* [Supplied passage]:
-- BEGIN --
They can't bury Frederick Hundertwasser in a conventional coffin. He didn't like straight lines. He detested them.

The Austrian-born artist, conservationist and philosopher spent his life campaigning against the "architectural rubbish of straight-line thinkers." He also made his thoughts on death well known. There was no better tombstone, he
believed, than a tree.

In 1985, he obtained special permission from then Health Minister Aussie Malcolm to be buried in his adopted home of New Zealand, among the thousands of trees he planted on his 450ha property near Kawakawa.

Born Friedrich Stowasser in Vienna in 1928, he was one of only two members of his family to survive Nazi concentration camps. Deciding early to be an artist, he changed his name to Friedensreich Hundertwasser, German for "Kingdom of Peace, Hundred Waters."

His art, characterised by swirls and splashes of vivid colour, soon brought him to international attention.

A nomad who lived and worked in many countries, but who never turned his back on his birthplace, he often set out to visit somewhere and stayed several years.
-- END --
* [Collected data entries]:
-- BEGIN --
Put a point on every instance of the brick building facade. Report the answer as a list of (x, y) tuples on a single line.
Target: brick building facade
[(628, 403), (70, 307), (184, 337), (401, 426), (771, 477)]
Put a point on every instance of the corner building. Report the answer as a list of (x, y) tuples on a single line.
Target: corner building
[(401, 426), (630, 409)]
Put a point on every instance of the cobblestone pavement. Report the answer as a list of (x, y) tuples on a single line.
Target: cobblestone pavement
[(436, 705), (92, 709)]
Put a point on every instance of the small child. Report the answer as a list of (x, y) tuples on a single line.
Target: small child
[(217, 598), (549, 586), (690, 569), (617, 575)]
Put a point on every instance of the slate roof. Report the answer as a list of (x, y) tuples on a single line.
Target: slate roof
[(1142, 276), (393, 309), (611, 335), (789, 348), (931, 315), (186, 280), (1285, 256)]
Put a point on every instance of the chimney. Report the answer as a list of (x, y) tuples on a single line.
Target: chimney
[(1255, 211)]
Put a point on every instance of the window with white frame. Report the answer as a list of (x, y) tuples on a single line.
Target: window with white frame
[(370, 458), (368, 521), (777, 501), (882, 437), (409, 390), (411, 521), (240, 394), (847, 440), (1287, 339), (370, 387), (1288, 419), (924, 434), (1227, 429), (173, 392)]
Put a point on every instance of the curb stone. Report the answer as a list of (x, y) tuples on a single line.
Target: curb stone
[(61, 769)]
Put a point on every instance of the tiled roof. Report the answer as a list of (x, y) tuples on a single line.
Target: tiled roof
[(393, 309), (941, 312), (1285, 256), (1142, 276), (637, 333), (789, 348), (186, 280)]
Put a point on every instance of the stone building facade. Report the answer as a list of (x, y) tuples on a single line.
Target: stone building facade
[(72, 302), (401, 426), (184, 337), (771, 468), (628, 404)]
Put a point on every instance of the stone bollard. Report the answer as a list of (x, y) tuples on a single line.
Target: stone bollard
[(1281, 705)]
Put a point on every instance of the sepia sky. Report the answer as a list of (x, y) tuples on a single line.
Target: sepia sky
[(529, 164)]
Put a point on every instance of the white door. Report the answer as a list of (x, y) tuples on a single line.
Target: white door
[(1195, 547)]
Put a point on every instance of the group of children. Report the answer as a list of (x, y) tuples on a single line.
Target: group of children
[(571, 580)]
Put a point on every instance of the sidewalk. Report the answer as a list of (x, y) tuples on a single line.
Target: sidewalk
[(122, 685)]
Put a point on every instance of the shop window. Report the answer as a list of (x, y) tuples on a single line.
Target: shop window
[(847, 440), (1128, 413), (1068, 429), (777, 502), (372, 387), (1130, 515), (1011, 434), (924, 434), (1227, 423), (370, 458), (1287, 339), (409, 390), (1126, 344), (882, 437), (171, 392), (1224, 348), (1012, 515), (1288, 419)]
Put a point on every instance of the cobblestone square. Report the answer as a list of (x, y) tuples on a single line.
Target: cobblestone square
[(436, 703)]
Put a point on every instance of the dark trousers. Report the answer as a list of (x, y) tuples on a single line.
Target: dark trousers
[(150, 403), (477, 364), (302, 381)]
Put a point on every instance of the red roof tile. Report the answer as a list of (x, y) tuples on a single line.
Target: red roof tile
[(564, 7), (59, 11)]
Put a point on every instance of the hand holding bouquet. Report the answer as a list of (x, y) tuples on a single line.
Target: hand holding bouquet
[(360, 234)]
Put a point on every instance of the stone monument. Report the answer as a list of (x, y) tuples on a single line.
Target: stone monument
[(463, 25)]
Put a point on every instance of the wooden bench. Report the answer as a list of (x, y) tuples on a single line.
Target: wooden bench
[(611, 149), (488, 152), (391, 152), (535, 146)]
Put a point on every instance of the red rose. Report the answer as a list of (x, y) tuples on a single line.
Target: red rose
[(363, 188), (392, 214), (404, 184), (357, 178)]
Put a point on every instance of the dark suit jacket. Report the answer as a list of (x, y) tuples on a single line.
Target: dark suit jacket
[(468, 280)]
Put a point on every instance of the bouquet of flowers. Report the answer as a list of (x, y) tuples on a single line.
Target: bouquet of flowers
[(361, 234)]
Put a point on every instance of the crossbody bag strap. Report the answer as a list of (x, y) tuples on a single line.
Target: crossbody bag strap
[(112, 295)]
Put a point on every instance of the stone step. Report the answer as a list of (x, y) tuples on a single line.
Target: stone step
-- END --
* [What is asked]:
1: Rename "Vienna" as "Wien" in the Hundertwasser passage from "Born Friedrich Stowasser" to "to international attention.", and write out that stretch with the change.
2: Answer these questions from the Hundertwasser passage:
(a) In what year did he obtain permission to be buried in New Zealand?
(b) What was his name at birth?
(c) What did he believe made the best tombstone?
The records are separate material and have no connection to the Hundertwasser passage.

* [Exercise results]:
1:
Born Friedrich Stowasser in Wien in 1928, he was one of only two members of his family to survive Nazi concentration camps. Deciding early to be an artist, he changed his name to Friedensreich Hundertwasser, German for "Kingdom of Peace, Hundred Waters."

His art, characterised by swirls and splashes of vivid colour, soon brought him to international attention.

2:
(a) 1985
(b) Friedrich Stowasser
(c) A tree